- [Prompt] Repeat exactly each line of the data provided below.
start
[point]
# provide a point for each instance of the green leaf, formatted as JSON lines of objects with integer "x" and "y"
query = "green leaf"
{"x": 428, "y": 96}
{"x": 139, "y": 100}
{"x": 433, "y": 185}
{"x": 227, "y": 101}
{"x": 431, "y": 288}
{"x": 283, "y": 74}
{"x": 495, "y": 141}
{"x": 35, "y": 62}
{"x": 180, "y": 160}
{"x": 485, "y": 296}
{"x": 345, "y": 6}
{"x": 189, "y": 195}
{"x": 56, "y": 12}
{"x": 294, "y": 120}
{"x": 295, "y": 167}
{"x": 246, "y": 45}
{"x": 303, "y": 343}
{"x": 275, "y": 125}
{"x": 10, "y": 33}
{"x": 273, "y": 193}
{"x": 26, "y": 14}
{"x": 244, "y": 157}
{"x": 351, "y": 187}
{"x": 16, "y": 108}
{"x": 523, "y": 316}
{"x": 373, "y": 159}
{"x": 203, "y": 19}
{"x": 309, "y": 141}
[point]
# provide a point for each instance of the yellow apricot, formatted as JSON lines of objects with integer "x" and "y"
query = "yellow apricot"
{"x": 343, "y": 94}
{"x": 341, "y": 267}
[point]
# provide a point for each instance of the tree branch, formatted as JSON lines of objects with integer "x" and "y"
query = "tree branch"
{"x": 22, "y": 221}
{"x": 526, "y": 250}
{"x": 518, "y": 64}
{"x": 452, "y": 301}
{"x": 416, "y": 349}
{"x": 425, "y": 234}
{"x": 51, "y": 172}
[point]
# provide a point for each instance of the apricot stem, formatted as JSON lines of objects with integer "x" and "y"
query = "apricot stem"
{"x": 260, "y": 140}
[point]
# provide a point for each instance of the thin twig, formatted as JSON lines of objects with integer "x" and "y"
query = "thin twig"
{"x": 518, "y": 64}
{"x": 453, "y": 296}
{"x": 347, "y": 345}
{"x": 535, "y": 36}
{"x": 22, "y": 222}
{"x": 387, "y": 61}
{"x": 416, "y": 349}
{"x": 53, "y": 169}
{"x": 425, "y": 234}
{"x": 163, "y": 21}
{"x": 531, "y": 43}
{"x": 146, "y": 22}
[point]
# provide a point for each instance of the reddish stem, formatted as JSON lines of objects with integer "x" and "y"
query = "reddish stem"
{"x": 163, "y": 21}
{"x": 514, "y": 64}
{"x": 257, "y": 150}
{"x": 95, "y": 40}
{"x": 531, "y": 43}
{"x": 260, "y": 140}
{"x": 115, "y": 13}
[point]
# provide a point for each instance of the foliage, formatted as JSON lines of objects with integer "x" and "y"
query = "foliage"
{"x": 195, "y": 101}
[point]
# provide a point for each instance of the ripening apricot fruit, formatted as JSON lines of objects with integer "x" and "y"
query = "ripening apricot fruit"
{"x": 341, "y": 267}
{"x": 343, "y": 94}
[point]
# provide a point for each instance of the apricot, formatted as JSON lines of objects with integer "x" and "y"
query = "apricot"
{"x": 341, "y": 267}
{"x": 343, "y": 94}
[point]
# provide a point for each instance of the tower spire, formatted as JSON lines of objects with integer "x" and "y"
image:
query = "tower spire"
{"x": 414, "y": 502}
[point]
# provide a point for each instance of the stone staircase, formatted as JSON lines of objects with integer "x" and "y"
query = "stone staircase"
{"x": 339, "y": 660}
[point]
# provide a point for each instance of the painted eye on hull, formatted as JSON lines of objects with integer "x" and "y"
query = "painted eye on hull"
end
- [Problem solution]
[point]
# provide a point for each instance of the green leaf, formatted as JSON lines of objects with integer "x" and "y"
query = "green leaf"
{"x": 428, "y": 96}
{"x": 139, "y": 100}
{"x": 433, "y": 185}
{"x": 227, "y": 101}
{"x": 431, "y": 288}
{"x": 283, "y": 74}
{"x": 495, "y": 141}
{"x": 35, "y": 62}
{"x": 180, "y": 160}
{"x": 485, "y": 296}
{"x": 345, "y": 6}
{"x": 189, "y": 195}
{"x": 56, "y": 12}
{"x": 294, "y": 120}
{"x": 295, "y": 167}
{"x": 246, "y": 45}
{"x": 303, "y": 343}
{"x": 275, "y": 125}
{"x": 10, "y": 33}
{"x": 273, "y": 193}
{"x": 26, "y": 14}
{"x": 244, "y": 157}
{"x": 351, "y": 187}
{"x": 16, "y": 108}
{"x": 523, "y": 316}
{"x": 373, "y": 159}
{"x": 203, "y": 19}
{"x": 309, "y": 141}
[point]
# provide a point for each instance of the yellow apricot, formatted as JSON lines of objects with integer "x" and "y"
query = "yellow apricot"
{"x": 343, "y": 94}
{"x": 341, "y": 267}
[point]
# provide a point for each instance of the tree branch, formatted as JSON lines of objects with integer "x" and "y"
query = "tree branch"
{"x": 22, "y": 221}
{"x": 526, "y": 250}
{"x": 518, "y": 64}
{"x": 452, "y": 301}
{"x": 416, "y": 349}
{"x": 425, "y": 234}
{"x": 51, "y": 172}
[point]
# provide a point for each instance of the apricot stem, formatted as JSON lines of objects with integer "x" and "y"
query = "apricot stem"
{"x": 260, "y": 140}
[point]
# provide a point for each instance of the thin twig, formatted as JSON lines of objects with integer "x" and "y"
query = "thin twig"
{"x": 518, "y": 64}
{"x": 453, "y": 296}
{"x": 347, "y": 345}
{"x": 535, "y": 36}
{"x": 22, "y": 222}
{"x": 387, "y": 61}
{"x": 416, "y": 349}
{"x": 53, "y": 169}
{"x": 425, "y": 234}
{"x": 163, "y": 21}
{"x": 531, "y": 43}
{"x": 146, "y": 22}
[point]
# provide a point for each instance of the reddish stem, formatted as JSON lines of objects with integer "x" and "y"
query = "reddish stem"
{"x": 163, "y": 21}
{"x": 514, "y": 64}
{"x": 257, "y": 150}
{"x": 95, "y": 40}
{"x": 531, "y": 43}
{"x": 260, "y": 140}
{"x": 115, "y": 13}
[point]
# provide a point for each instance of the foliage, formatted as JSON lines of objects with integer "x" and "y"
query = "foliage"
{"x": 195, "y": 101}
[point]
# provide a point for each instance of the ripening apricot fruit, formatted as JSON lines of objects with integer "x" and "y"
query = "ripening apricot fruit"
{"x": 341, "y": 267}
{"x": 343, "y": 94}
[point]
# provide a point for each instance of the apricot, formatted as JSON lines of objects with integer "x" and "y"
query = "apricot"
{"x": 341, "y": 267}
{"x": 343, "y": 94}
[point]
# provide a point for each instance of the tower spire, formatted as JSON lines of objects with integer "x" and "y"
image:
query = "tower spire"
{"x": 414, "y": 502}
[point]
# provide a point for each instance of the stone staircase, formatted as JSON lines of objects with integer "x" and "y"
query = "stone staircase"
{"x": 339, "y": 660}
[point]
# provide a point for each instance of the painted eye on hull, formatted as JSON lines of objects with integer "x" and "y"
query = "painted eye on hull"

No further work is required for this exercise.